Items from a dataset:
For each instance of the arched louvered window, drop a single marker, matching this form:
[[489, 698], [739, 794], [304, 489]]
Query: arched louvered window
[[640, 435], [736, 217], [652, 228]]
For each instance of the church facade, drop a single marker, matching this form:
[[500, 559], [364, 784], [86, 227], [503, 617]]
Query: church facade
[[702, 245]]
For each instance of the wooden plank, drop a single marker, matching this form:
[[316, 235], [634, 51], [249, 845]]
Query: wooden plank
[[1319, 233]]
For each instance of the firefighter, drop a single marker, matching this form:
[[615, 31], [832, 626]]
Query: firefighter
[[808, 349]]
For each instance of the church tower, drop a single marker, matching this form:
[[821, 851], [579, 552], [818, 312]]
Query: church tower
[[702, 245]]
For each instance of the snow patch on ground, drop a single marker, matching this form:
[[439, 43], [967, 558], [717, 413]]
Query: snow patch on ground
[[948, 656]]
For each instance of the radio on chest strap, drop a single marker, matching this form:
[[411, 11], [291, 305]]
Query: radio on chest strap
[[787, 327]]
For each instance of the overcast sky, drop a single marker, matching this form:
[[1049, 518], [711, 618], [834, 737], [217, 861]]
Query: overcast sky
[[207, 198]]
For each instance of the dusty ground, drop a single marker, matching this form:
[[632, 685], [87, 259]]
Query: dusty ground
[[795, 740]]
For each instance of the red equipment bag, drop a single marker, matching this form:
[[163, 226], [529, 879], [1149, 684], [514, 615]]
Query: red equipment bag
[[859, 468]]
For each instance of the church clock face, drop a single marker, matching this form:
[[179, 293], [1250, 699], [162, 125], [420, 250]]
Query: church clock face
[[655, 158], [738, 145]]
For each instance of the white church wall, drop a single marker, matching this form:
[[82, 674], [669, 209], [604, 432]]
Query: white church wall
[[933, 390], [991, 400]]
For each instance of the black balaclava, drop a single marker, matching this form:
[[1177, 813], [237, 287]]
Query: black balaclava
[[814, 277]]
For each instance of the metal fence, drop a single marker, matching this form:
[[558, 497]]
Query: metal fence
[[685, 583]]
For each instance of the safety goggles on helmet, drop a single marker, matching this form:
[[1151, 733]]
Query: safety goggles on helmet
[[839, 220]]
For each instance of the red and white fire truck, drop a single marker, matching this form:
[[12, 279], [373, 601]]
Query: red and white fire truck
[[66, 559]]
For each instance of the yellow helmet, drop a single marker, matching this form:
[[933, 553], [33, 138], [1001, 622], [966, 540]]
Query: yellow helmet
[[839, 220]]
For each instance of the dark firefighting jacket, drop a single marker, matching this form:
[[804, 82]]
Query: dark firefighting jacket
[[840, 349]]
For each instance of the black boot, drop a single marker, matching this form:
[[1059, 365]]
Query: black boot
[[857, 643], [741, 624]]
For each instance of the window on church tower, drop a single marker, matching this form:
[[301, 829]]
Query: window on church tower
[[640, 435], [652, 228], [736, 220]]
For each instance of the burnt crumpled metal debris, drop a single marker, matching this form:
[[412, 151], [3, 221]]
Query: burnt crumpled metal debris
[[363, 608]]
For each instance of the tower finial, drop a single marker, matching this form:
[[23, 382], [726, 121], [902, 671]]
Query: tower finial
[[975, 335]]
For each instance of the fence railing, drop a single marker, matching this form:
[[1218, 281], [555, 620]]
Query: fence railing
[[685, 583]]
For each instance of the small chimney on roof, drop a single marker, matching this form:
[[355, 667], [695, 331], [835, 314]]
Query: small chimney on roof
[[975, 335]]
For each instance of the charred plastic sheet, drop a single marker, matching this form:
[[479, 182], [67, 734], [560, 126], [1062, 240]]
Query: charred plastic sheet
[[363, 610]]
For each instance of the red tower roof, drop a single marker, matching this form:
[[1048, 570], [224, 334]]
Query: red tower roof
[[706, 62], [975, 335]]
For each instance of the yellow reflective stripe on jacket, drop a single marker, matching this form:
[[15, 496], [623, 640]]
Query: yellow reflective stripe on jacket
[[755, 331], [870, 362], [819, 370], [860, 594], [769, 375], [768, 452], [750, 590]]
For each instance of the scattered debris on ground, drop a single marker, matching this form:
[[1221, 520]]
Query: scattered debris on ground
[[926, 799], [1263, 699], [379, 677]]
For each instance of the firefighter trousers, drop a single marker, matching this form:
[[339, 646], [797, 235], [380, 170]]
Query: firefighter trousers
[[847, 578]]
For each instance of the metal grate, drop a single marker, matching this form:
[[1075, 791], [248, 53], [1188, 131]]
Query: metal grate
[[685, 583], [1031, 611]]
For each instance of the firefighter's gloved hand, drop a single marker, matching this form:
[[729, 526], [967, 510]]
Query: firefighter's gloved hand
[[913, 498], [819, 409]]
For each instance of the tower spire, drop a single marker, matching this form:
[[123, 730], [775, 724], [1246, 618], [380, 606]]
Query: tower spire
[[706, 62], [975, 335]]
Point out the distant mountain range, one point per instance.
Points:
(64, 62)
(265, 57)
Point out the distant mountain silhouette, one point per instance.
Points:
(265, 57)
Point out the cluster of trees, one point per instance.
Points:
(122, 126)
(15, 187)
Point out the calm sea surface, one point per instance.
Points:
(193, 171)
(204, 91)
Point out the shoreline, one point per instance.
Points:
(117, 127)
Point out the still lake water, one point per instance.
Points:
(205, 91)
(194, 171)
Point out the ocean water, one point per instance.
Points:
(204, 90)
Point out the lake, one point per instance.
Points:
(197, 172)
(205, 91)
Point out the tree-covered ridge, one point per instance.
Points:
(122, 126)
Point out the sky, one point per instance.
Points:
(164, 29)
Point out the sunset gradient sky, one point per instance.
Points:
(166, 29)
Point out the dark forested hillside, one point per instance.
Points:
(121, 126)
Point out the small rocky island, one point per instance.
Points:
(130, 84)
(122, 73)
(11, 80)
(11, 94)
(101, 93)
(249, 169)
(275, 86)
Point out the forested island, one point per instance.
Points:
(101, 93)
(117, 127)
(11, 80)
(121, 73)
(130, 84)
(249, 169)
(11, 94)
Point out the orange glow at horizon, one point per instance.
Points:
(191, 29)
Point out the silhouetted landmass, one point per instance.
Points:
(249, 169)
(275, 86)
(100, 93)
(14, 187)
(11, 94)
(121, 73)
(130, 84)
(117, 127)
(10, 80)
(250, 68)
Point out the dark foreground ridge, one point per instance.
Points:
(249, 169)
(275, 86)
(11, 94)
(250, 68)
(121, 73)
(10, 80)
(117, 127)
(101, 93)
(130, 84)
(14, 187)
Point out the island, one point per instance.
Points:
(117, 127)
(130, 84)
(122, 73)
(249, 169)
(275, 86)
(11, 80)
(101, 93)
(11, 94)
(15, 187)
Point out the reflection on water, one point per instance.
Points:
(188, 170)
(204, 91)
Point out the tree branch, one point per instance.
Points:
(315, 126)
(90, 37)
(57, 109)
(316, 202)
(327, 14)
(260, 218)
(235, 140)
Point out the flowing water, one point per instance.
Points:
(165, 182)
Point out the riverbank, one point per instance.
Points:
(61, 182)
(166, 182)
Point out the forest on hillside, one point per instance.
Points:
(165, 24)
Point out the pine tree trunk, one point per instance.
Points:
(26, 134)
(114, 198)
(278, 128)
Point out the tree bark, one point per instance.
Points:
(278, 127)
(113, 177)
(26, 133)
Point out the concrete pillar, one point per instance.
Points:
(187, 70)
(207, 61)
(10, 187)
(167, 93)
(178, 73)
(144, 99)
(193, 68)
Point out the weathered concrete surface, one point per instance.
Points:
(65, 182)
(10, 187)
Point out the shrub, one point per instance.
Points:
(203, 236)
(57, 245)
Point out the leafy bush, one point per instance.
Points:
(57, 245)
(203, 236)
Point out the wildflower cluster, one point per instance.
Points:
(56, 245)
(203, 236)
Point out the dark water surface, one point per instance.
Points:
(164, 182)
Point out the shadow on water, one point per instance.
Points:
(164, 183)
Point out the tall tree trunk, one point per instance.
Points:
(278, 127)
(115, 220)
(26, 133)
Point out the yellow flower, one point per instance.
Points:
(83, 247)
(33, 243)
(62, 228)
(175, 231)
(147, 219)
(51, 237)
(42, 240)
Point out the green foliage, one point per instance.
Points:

> _Problem to work on_: Check each line above for the word "cluster" and say how many have it, with nothing else.

> _Written answer_: 2